At steps four and five, the ALJ found that Plaintiff was unable to perform any past relevant work (AR 24), and the transferability ofjob skills was not relevant because the Medical-Vocational Rules support a finding that the claimant is “not disabled,” whether or not Plaintiff has transferable job skills. (AR 25). The ALJ concluded that considering her age, education, work experience and RFC, there were jobs that existed in significant numbers in the national economy that Plaintiff could perform. (AR 24). The ALJ based this finding on the testimony of the Vocational Expert (“VE”), who testified Plaintiff could perform the following jobs: Final Assembler (Dictionary of Occupational Titles (“DOT”) 713.687-018); Charge Account Clerk (DOT 205.367-014); and Order Clerk (DOT 209.567-014). (AR 26). The ALJ concluded Plaintiff was not disabled under the Social Security Act. (AR 26-27).

Plaintiff sought review of this decision before the Appeals Council, which denied review on February 23, 2023. (AR 1-3). Therefore, the ALJ's decision became the final decision of the Commissioner. 20 C.F.R. § 404.981.

III. LEGAL STANDARDS

A. Applicable Law

An individual is considered “disabled” for purposes of disability benefits if he or she is unable “to engage in any substantial gainful activity by reason of any medically determinable physical or mental impairment which can be expected to result in death or which has lasted or can be expected to last for a continuous period of not less than 12 months.” 42 U.S.C. § 423(d)(1)(A). However, “[a]n individual shall be determined to be under a disability only if [their] physical or mental impairment or impairments are of such severity that he is not only unable to do [their] previous work but cannot, considering [their] age, education, and work experience, engage in any other kind of substantial gainful work which exists in the national economy.” Id. § 423(d)(2)(A).

■ Given data ■

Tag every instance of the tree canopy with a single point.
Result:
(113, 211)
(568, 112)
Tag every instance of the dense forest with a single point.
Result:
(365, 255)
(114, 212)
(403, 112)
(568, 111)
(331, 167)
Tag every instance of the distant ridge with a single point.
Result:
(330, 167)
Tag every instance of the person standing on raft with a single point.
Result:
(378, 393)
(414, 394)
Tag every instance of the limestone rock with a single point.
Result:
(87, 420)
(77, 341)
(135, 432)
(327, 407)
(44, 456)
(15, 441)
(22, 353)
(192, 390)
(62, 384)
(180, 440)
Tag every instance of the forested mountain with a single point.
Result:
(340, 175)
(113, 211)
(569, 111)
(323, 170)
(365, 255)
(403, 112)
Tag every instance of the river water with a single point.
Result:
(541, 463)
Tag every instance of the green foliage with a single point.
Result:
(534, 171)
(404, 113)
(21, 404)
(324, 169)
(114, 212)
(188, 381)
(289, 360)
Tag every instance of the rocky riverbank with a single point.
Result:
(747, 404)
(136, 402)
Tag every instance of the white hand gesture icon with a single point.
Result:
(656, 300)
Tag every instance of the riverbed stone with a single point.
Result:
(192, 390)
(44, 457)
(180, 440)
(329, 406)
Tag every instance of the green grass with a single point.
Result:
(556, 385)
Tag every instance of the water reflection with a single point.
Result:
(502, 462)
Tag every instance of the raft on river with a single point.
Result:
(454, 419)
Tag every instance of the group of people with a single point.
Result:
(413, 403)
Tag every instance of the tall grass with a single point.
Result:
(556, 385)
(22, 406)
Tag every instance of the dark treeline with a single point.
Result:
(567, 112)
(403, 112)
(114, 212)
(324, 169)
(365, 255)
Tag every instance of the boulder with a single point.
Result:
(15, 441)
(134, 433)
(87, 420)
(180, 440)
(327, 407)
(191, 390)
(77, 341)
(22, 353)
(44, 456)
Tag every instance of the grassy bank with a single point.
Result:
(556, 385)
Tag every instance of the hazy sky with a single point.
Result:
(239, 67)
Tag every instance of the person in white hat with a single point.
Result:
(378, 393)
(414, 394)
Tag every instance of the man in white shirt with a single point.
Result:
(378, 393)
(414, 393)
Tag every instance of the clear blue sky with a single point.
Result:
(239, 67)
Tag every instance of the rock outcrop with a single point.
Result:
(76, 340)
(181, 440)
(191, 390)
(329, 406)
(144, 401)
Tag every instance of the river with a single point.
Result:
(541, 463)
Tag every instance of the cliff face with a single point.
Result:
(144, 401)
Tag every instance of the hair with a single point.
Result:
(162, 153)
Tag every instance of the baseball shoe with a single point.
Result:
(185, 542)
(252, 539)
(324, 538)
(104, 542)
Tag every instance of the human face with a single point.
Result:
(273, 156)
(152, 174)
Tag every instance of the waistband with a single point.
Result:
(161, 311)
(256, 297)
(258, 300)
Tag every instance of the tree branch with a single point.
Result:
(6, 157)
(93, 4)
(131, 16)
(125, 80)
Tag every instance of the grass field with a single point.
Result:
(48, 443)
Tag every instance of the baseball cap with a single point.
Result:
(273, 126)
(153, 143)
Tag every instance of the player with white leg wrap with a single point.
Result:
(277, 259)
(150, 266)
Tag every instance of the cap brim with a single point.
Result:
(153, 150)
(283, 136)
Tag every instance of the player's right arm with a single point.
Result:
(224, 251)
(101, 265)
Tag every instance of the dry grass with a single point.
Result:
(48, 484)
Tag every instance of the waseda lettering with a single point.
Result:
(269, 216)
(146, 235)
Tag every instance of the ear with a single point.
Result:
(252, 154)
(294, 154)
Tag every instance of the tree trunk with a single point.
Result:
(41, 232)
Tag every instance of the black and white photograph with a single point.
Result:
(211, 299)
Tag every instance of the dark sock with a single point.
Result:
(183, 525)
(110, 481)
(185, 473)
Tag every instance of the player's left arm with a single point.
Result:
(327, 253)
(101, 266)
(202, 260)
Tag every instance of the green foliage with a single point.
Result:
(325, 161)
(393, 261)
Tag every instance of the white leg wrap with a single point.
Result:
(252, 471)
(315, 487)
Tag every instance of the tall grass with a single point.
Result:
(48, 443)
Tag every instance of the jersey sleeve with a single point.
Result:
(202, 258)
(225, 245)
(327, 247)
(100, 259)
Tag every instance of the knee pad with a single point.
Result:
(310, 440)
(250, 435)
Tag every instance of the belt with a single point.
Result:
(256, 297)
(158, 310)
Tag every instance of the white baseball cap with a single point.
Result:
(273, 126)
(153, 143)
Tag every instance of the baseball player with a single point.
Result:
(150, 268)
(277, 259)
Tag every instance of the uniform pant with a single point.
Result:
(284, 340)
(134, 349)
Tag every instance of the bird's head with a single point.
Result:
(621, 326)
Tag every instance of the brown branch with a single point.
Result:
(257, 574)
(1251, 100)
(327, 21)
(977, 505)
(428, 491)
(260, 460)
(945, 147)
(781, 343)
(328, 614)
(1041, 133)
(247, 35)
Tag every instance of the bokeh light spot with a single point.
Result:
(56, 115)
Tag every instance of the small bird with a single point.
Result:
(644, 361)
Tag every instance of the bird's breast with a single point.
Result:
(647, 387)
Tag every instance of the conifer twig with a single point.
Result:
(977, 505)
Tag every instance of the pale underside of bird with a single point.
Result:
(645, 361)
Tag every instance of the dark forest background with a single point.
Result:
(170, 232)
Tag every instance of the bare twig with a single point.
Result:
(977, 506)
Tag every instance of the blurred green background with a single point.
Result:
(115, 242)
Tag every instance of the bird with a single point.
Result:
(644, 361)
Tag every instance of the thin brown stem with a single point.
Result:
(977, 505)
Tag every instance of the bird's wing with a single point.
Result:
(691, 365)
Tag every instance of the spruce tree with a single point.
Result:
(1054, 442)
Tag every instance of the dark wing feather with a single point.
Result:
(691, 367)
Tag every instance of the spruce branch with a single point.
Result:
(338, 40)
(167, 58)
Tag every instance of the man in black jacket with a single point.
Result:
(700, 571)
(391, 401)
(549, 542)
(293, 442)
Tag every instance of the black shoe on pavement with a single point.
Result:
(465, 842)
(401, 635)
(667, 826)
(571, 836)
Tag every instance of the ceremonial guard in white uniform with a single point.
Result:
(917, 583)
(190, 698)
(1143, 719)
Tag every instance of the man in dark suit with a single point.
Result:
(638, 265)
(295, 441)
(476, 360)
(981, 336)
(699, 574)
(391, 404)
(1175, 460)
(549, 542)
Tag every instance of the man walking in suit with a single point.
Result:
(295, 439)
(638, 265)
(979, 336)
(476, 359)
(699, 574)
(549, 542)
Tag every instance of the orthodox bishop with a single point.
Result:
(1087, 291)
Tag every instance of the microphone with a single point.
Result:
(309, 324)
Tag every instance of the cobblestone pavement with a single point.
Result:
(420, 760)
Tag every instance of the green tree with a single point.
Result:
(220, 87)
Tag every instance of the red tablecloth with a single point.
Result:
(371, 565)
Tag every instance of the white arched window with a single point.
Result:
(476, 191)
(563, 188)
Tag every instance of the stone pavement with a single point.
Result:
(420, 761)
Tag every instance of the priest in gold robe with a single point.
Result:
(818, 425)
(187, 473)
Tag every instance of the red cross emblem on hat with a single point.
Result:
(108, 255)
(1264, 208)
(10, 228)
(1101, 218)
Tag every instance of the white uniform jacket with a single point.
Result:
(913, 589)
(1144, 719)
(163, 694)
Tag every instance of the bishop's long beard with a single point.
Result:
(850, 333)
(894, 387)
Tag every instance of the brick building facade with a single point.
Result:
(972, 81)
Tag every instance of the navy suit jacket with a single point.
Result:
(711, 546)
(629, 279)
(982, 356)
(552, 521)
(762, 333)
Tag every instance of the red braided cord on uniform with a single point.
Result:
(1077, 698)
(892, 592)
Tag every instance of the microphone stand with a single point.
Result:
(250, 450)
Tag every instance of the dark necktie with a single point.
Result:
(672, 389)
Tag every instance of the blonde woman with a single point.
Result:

■ Required work ■
- A) Answer these questions using the disability decision excerpt:
(i) Which body denied review of the ALJ's decision, and on what date?
(ii) For how long must an impairment have lasted or be expected to last for the individual to be considered "disabled"?
(iii) On whose testimony did the ALJ base the finding that Plaintiff could perform jobs existing in the national economy?
- B) Reproduce the part of the disability decision excerpt starting at "III. LEGAL STANDARDS" and ending at "Id. § 423(d)(2)(A).".
- C) Write the next part of the disability decision excerpt, picking up after its final sentence.

■ Answers by task ■
- A)
(i) The Appeals Council denied review on February 23, 2023.
(ii) For a continuous period of not less than 12 months.
(iii) The testimony of the Vocational Expert ("VE").

- B)
III. LEGAL STANDARDS

A. Applicable Law

An individual is considered “disabled” for purposes of disability benefits if he or she is unable “to engage in any substantial gainful activity by reason of any medically determinable physical or mental impairment which can be expected to result in death or which has lasted or can be expected to last for a continuous period of not less than 12 months.” 42 U.S.C. § 423(d)(1)(A). However, “[a]n individual shall be determined to be under a disability only if [their] physical or mental impairment or impairments are of such severity that he is not only unable to do [their] previous work but cannot, considering [their] age, education, and work experience, engage in any other kind of substantial gainful work which exists in the national economy.” Id. § 423(d)(2)(A).

- C)
“The Social Security Regulations set out a five-step sequential process for determining whether a claimant is disabled within the meaning of the Social Security Act.” Tackett v. Apfel, 180 F.3d 1094, 1098 (9th Cir. 1999) (citing 20 C.F.R. § 404.1520). The Ninth Circuit has provided the following description of the sequential evaluation analysis:

In step one, the ALJ determines whether a claimant is currently engaged in substantial gainful activity. If so, the claimant is not disabled. If not, the ALJ proceeds to step two and evaluates whether the claimant has a medically severe impairment or combination of impairments. If not, the claimant is not disabled. If
so, the ALJ proceeds to step three and considers whether the impairment or combination of impairments meets or equals a listed impairment under 20 C.F.R. pt. 404, subpt. P, [a]pp. 1. If so, the claimant is automatically presumed disabled. If not, the ALJ proceeds to step four and assesses whether the claimant is capable of performing [their] past relevant work. If so, the claimant is not disabled. If not, the ALJ proceeds to step five and examines whether the claimant has the [RFC] . . . to perform any other substantial gainful activity in the national economy. If so, the claimant is not disabled. If not, the claimant is disabled.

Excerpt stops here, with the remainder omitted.